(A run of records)
— begin —

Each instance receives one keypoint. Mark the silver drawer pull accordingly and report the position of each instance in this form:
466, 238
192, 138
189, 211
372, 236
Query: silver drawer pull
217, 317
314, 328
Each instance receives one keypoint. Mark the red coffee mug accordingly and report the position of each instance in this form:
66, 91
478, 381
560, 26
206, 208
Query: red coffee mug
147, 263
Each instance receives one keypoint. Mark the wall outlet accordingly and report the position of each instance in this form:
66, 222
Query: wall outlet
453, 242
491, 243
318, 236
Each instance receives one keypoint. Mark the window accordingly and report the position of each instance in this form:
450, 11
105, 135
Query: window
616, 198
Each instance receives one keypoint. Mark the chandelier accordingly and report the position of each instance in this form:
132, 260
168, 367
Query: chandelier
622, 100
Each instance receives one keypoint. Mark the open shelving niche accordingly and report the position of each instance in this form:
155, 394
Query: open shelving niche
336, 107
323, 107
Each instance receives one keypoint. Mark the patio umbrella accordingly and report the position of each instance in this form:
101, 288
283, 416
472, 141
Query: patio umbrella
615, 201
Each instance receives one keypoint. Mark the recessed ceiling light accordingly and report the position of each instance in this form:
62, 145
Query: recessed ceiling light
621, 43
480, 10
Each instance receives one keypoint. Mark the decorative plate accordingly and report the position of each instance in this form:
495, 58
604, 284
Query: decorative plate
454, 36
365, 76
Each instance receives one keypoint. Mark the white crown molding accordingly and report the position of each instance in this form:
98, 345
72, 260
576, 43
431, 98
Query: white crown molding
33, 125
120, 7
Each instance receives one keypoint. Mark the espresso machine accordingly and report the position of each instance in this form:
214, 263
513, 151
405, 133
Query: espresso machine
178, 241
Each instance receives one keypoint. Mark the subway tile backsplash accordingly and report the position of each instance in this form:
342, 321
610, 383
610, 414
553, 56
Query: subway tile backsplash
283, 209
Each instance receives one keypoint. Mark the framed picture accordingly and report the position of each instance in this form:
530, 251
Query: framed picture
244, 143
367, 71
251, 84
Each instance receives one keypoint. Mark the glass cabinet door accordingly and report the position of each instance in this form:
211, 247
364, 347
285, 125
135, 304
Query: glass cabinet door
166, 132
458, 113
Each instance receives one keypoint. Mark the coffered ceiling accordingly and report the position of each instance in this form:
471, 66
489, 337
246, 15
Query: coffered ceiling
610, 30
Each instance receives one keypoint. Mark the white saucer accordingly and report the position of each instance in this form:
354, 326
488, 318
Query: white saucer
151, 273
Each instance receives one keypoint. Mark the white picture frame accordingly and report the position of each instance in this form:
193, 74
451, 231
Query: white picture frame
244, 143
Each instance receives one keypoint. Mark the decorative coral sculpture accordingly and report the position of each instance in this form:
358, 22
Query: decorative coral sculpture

— end —

> _Objective_: Write out every line of the material again, exactly as it reads.

> _Finished exercise_:
Each instance receives one keypoint. Mark the silver drawer pull accordingly and report the position of each instance in this form:
466, 238
192, 138
189, 211
372, 236
Query: silver drawer pull
217, 317
314, 328
Each instance receives one keypoint. Mark the red coffee mug accordingly and report the position of each instance in this form:
66, 91
478, 381
560, 26
206, 208
Query: red coffee mug
147, 263
Each instance receives one keypoint. Mark the wall outlet accordingly and report the position of each instance in this form:
66, 222
Query: wall outlet
453, 242
491, 243
318, 236
Each instance receives one keypoint. Mark the window accordingly and report the position of each instance in this form:
450, 11
105, 135
Query: window
616, 198
Each instance receives one keypoint. Mark the chandelier accordingly and report the position of each instance in this form:
132, 260
168, 367
Query: chandelier
622, 100
Each instance receives one keypoint. Mark the open shelving niche accordingly and report the position of each instance in this form:
155, 394
Query: open shelving niche
336, 107
323, 107
Each instance receives one keypoint. Mark the patio umbrella accordingly and report the position of each instance in this form:
101, 288
283, 416
472, 141
Query: patio umbrella
615, 201
Each instance receives one keypoint. Mark the recessed ceiling light accordingly and report the position of each instance in this form:
62, 145
Query: recessed ceiling light
621, 43
480, 10
Each instance receives one keypoint. Mark the decorative plate accordingly and report the position of each instance in this form:
495, 58
604, 284
Query: decorative plate
454, 36
365, 76
Each instance receives one keypoint. Mark the white crown molding accordingly and report the position of each instance in this form:
98, 345
72, 260
576, 43
431, 98
Query: white crown molding
33, 125
120, 7
Each instance receives one keypoint. Mark the espresso machine accordingly and report the position of each instance in this form:
214, 263
513, 151
405, 133
Query: espresso machine
178, 241
Each instance receives one keypoint. Mark the subway tile backsplash accordingly and report the position of each instance in this form:
342, 321
610, 383
610, 414
553, 56
Query: subway tile backsplash
283, 209
Each instance receives one keypoint. Mark the framed picture accordingly and report the position of each instance in this form:
530, 251
Query: framed picture
244, 143
367, 71
251, 84
Each instance receives one keypoint. Mark the glass cabinet door accordingly and report the position of each instance in this form:
211, 247
364, 347
285, 125
135, 304
Query: glass cabinet door
166, 132
458, 113
Each instance receives one keypoint. Mark the coffered ceiling accordingly and report the position of each instance in this form:
471, 66
489, 337
246, 15
Query: coffered ceiling
610, 30
Each instance receives one keypoint. Mark the white saucer accordingly and report the position of each instance in this form:
354, 326
488, 318
Query: white saucer
151, 273
Each instance receives one keypoint. Mark the white picture frame accordingly and report the position of each instance in this form:
193, 74
451, 231
Query: white picture frame
244, 143
Each instance receives one keypoint. Mark the decorative coral sculpture accordingly and report the position of each instance in this form:
358, 22
Query: decorative coral sculpture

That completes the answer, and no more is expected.